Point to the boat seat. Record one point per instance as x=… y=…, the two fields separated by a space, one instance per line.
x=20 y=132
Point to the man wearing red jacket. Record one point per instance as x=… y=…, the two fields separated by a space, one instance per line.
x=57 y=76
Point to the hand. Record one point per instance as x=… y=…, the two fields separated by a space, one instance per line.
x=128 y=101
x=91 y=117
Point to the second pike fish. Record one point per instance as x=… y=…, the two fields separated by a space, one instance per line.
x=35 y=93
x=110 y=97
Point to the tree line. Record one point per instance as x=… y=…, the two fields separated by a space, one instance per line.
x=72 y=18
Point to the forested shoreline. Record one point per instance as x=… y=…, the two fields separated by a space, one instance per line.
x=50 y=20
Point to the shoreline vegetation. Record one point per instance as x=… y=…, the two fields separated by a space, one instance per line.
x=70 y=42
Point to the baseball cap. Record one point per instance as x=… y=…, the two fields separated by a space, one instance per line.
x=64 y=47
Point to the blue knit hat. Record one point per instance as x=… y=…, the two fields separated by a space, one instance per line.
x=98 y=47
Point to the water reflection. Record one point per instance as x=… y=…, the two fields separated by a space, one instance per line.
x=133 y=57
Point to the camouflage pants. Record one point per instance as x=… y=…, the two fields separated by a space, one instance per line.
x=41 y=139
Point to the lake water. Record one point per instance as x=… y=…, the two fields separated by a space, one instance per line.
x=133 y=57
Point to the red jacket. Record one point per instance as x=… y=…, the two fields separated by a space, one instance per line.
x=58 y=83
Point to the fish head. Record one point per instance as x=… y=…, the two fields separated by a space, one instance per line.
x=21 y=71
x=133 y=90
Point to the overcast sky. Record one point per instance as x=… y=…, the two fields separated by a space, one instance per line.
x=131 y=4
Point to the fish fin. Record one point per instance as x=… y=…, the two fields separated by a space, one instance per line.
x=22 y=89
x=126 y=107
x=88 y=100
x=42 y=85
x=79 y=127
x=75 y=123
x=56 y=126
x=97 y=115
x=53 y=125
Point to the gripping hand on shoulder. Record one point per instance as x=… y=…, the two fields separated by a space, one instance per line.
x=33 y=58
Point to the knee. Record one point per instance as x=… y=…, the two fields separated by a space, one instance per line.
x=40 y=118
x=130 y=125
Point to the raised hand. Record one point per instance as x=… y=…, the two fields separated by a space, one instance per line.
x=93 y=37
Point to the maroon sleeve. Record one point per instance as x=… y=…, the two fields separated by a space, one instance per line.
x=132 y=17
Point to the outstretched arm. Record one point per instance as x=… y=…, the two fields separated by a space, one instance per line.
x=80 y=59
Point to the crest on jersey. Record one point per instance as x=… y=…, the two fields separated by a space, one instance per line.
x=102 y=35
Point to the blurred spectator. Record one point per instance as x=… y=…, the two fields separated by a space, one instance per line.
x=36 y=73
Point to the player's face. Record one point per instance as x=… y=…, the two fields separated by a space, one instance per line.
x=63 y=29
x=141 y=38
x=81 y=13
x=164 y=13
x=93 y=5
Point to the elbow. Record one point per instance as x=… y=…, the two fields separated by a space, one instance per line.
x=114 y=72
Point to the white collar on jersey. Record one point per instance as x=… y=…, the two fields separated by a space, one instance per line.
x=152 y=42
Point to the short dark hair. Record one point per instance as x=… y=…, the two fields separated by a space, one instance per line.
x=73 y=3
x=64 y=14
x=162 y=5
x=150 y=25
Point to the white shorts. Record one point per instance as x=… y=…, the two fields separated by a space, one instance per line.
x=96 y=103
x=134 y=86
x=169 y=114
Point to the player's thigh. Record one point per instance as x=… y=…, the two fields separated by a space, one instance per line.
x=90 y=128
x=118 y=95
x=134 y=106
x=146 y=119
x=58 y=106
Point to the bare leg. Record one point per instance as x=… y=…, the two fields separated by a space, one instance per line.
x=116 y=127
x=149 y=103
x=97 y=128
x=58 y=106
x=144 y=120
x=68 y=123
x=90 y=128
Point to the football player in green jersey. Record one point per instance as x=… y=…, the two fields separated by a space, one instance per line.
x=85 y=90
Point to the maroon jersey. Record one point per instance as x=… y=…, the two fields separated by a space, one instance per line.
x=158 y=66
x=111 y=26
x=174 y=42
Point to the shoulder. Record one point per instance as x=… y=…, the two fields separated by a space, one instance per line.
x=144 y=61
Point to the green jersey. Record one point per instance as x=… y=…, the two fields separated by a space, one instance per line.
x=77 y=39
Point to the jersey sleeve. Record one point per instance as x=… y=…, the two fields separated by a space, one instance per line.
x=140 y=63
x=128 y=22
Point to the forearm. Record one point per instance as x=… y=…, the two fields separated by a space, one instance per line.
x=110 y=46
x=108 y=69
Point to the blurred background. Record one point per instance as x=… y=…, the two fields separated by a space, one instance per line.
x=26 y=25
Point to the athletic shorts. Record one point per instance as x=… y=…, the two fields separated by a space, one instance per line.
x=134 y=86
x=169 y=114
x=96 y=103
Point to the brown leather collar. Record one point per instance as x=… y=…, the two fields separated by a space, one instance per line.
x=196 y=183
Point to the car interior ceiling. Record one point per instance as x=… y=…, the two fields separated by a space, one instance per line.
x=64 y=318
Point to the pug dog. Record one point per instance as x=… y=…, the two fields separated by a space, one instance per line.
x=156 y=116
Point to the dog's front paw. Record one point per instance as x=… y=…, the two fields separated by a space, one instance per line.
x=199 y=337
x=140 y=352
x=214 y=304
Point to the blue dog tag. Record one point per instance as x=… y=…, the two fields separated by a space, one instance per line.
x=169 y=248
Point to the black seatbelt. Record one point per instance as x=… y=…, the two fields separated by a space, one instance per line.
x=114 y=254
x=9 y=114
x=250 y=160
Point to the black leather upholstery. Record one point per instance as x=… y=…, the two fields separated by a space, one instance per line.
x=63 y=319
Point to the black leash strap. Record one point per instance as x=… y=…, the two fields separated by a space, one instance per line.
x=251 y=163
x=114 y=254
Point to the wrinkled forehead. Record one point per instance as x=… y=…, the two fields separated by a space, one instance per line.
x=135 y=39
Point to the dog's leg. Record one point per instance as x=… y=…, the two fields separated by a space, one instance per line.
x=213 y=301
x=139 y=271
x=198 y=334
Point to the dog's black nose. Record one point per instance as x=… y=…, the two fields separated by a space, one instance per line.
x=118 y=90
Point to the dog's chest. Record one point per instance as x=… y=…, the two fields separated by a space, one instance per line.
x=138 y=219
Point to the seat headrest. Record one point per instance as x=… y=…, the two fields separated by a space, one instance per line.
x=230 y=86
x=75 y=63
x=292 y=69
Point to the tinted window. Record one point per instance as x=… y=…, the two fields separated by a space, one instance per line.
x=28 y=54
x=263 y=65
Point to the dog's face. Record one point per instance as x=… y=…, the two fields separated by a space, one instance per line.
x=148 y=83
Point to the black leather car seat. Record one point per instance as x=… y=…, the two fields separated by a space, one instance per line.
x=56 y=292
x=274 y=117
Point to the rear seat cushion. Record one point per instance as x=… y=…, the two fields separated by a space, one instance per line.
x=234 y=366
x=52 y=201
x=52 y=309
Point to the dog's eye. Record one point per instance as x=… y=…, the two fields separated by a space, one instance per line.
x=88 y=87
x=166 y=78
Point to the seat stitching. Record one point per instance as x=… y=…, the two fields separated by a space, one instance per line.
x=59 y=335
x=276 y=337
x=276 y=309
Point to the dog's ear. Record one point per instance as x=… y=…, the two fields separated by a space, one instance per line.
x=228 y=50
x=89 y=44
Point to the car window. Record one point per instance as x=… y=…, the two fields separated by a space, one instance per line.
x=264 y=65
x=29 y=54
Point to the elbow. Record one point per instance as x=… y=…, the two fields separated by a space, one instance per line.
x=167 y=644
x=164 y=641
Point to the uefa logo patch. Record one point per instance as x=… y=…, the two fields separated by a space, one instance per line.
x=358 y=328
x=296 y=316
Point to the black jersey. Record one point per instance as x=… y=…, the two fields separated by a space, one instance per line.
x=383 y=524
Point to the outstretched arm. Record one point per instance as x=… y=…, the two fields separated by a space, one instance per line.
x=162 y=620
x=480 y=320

-------------------------

Up to and including the last line of the records above, print exactly every line from the one that contains "Point to the black jersey." onward.

Point to the black jersey. Record one point per instance as x=… y=…, the two fields separated by a space, one instance per line.
x=383 y=524
Point to the outstretched arm. Record one point per instance as x=… y=…, the two fields separated by a space, one instance per line.
x=162 y=620
x=480 y=320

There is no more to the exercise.